──────── EXTRACT
Week 4-6 Flashcards
Definition of health promotion
Health promotion consists of a range of strategy and activities that are designed to facilitate health and wellbeing and to prevent illness.
Protective factors against mental illness in children
• Family harmony • Positive school environment • School achievement • a sense of self worth • self-efficacy • coping skills • social skills • having a personal confidante • belonging to a positive peer group • leading an active lifestyle
Risk factors for mental illness in children
• family discord and violence • low family income • parental unemployment • parental substance misuse and mental health problems • coercive parenting style • poor monitoring and supervision at home and school • inconsistent behaviour management • poor peer relations and school alienation
Three levels of health promotion intervention
- Downstream (individual) • Midstream (community)
* Upstream (population)
Primary prevention
Aims to foster wellbeing and prevent the occurrence of illness - it includes both midstream and upstream strategies. Eg. vaccination programs, legislation to protect members of the society such as anti-discrimination laws, public housing.
Secondary prevention
Refers to interventions that are, in the main, delivered downstream when symptoms, injury or illness are identified and treated as early as possible to restore health. For example visiting an ED when injured or visiting a GP when symptoms are present.
Tertiary prevention
Tertiary is also a downstream approach and is implemented when the disease cannot be cured or the illness process is prolonged. It aims to assist individuals to cope with a change in their health status, to limit disability from the health issue and to promote health and quality of life.
────────────────
──────── RECORD EXCERPTS
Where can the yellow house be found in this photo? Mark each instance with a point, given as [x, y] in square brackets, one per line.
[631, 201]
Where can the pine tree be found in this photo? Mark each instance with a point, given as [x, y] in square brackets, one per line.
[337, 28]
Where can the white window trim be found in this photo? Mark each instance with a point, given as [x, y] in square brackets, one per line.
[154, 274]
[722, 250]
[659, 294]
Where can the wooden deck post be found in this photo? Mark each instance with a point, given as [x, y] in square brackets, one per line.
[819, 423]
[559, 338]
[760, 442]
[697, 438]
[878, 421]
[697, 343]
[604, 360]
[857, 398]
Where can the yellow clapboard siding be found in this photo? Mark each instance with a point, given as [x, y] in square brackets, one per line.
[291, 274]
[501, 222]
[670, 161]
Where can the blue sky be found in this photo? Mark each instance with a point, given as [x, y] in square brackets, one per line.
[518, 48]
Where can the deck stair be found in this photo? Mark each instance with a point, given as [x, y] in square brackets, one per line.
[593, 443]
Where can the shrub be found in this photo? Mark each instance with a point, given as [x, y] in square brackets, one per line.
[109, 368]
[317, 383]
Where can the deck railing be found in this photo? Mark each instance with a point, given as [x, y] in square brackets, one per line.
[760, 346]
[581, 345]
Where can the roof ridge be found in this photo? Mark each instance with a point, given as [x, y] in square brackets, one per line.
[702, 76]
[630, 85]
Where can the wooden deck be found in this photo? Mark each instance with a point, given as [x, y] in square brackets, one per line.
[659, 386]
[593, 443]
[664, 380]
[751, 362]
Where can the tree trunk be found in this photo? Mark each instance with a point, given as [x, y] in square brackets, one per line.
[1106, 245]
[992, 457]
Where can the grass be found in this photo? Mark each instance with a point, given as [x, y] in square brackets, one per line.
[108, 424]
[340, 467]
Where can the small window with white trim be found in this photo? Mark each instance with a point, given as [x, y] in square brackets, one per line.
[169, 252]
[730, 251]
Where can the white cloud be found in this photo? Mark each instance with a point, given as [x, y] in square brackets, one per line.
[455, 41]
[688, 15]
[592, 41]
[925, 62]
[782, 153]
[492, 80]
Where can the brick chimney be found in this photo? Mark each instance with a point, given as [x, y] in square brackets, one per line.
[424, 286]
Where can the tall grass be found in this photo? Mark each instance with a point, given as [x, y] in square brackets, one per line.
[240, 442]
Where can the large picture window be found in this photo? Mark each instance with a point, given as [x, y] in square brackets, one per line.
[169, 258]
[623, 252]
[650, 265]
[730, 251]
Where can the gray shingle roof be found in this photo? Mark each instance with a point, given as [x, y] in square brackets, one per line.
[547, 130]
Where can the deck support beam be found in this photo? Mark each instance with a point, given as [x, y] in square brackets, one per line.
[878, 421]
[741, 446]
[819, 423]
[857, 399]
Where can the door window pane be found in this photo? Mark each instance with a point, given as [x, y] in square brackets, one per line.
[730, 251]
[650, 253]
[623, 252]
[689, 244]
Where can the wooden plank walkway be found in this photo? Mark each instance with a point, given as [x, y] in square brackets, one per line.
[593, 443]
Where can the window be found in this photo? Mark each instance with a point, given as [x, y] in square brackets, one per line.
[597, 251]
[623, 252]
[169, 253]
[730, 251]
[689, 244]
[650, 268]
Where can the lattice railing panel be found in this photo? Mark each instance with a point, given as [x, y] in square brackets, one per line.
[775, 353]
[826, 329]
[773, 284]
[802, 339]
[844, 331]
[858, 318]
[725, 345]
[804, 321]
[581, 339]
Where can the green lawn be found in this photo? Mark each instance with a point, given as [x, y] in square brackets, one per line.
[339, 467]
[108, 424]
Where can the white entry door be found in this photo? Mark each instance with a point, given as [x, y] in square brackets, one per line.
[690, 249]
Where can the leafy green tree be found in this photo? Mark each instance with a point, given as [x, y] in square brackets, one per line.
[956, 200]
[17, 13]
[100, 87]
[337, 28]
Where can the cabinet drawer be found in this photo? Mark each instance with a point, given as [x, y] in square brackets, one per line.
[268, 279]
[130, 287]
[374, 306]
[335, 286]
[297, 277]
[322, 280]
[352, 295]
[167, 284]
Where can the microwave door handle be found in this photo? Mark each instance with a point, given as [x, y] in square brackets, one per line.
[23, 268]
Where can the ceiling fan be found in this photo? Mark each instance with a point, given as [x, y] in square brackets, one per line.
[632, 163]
────────────────
──────── RECORD EXCERPTS
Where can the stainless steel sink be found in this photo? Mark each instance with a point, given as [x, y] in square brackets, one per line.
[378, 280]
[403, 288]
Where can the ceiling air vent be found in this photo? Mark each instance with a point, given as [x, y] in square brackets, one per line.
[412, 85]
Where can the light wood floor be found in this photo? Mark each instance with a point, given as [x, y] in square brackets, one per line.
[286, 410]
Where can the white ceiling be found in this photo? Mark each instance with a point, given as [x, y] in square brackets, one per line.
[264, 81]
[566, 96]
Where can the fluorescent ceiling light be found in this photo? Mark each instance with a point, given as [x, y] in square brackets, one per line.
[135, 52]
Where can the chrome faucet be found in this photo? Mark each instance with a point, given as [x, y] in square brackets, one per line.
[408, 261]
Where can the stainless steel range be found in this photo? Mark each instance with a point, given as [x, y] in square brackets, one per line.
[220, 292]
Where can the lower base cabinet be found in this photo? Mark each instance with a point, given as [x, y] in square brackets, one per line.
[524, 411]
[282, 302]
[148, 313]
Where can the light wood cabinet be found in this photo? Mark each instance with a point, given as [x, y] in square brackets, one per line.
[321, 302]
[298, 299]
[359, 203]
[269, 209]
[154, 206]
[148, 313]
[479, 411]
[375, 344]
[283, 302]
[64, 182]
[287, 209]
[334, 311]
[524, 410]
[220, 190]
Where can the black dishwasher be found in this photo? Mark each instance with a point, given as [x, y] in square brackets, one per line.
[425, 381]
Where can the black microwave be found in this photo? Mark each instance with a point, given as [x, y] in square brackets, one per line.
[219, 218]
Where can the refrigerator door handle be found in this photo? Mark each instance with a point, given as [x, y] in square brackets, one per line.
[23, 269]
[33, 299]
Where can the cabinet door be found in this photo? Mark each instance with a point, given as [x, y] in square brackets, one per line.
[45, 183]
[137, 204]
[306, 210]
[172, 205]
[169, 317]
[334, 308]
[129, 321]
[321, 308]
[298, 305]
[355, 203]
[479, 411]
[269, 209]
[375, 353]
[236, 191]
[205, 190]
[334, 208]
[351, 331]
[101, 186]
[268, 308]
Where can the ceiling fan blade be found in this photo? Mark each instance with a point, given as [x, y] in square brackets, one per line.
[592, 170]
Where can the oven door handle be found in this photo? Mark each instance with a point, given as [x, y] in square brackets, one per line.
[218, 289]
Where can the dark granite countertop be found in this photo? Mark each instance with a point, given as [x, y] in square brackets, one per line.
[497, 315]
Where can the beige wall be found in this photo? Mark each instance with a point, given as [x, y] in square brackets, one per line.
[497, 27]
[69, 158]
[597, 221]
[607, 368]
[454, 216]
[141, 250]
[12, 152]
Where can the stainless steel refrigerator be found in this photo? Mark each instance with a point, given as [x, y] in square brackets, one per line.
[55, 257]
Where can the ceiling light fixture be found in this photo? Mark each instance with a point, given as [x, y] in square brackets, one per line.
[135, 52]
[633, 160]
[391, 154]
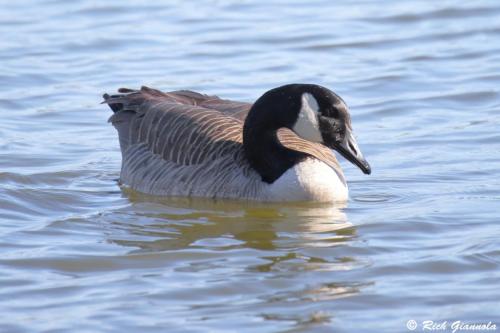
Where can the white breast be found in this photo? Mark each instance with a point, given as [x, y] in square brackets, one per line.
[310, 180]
────────────────
──────── RECORD EXCERPTS
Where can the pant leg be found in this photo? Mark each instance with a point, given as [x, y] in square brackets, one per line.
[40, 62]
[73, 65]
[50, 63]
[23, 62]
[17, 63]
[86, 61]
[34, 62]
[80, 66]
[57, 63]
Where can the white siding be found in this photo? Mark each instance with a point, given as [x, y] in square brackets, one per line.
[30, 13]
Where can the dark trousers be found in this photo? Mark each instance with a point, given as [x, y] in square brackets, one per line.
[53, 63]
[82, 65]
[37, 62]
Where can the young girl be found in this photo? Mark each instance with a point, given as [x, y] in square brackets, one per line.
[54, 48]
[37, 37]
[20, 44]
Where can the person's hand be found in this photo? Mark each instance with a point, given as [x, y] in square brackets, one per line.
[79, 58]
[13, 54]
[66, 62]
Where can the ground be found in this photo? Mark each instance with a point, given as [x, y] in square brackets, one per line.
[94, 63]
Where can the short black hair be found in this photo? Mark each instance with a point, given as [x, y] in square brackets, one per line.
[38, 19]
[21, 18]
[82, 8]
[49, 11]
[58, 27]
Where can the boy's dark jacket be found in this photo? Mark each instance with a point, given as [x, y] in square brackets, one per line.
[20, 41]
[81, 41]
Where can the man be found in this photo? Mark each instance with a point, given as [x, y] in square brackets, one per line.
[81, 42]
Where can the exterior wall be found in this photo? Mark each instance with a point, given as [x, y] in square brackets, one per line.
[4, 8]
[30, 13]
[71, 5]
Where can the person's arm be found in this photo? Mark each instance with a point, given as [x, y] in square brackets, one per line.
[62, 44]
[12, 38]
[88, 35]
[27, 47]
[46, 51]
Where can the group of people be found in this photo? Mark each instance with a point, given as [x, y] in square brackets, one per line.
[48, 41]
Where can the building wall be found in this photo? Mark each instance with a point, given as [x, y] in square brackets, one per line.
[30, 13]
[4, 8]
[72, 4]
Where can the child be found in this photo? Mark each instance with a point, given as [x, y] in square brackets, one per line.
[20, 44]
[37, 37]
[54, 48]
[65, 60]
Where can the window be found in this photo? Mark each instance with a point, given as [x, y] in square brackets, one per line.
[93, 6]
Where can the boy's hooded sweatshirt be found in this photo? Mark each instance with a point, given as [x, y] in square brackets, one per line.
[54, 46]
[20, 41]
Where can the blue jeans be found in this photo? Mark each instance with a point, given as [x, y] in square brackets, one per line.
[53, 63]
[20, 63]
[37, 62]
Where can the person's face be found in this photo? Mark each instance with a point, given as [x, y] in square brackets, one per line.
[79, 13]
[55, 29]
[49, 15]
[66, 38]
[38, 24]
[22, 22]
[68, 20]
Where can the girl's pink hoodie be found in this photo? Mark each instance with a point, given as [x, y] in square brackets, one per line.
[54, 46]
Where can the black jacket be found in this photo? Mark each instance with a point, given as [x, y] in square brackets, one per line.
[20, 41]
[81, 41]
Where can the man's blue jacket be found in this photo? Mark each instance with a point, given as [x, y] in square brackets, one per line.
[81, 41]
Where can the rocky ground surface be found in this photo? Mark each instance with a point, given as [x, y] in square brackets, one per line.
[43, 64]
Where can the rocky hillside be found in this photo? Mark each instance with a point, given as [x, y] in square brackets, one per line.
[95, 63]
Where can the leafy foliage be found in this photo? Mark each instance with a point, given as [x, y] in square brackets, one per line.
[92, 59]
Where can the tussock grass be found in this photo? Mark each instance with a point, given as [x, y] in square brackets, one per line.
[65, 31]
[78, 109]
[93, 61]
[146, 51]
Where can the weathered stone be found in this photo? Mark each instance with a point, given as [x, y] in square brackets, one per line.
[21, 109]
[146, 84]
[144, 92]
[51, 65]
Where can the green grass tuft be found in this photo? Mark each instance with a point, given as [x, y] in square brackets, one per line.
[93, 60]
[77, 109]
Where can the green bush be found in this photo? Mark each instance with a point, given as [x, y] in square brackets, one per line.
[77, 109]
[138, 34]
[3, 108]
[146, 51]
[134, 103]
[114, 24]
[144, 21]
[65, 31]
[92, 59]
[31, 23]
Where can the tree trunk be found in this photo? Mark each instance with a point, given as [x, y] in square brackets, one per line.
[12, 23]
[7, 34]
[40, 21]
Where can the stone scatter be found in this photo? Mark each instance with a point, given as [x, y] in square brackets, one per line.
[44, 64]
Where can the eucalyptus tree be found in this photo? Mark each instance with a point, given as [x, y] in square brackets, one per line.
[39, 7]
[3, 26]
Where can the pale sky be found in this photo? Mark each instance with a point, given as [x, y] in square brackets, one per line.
────────────────
**PROBLEM STATEMENT**.
Can you continue the health promotion flashcards past their final card, on tertiary prevention?

**TASK ANSWER**.
Recovery is also a goal of tertiary prevention. It refers to living well with a chronic illness or disability.
Operant conditioning
Reinforcers (rewards) contribute to the probability of a response being either repeated or extinguished.
Observational learning theory
Bandura proposed that human behaviour results from interaction between the environment and the person’s thinking and perceptions. He asserted that humans learn from observing not only by doing. The learner observes the other person being rewarded and learns vicariously through this.
this learning is important for children’s learning because it is easier to influence a behaviour while it is being acquired rather than changing an establish behaviour.
Behaviour change programs
Aim to change behaviour, not attitudes, beliefs, motivation, personality or other unobserved characteristics of individuals.
Four tenets of behavioural change programs
- Behaviour can be explained by the principles of learning and conditioning
- The same laws of learning apply to all behaviour, both normal and abnormal
- Abnormal behaviour is the normal, lawful response to abnormal learning conditions
- Behaviour can be ‘unlearned’ and changed.
Cognitive theories
propose that people actively interpret their environment and cognitively construct their world. Therefore behaviour is a result of two factors:
• internal events; the individuals thoughts and perceptions about the world and their behaviour in the world
• external events; which are the stimuli and reinforcements that regulate behaviour.
(Cognitive theories)
The Health Belief Model
This model predicts the seeking of treatment or the changing of health behaviours on two factors:
• the individual’s perception of threat to him/her health, including susceptibility and severity
• the degree to which the individual believes that a particular health action or behaviour will influence the health outcome and be effective. This includes an assessment of the perceived benefits and barriers to carrying out the new behaviour.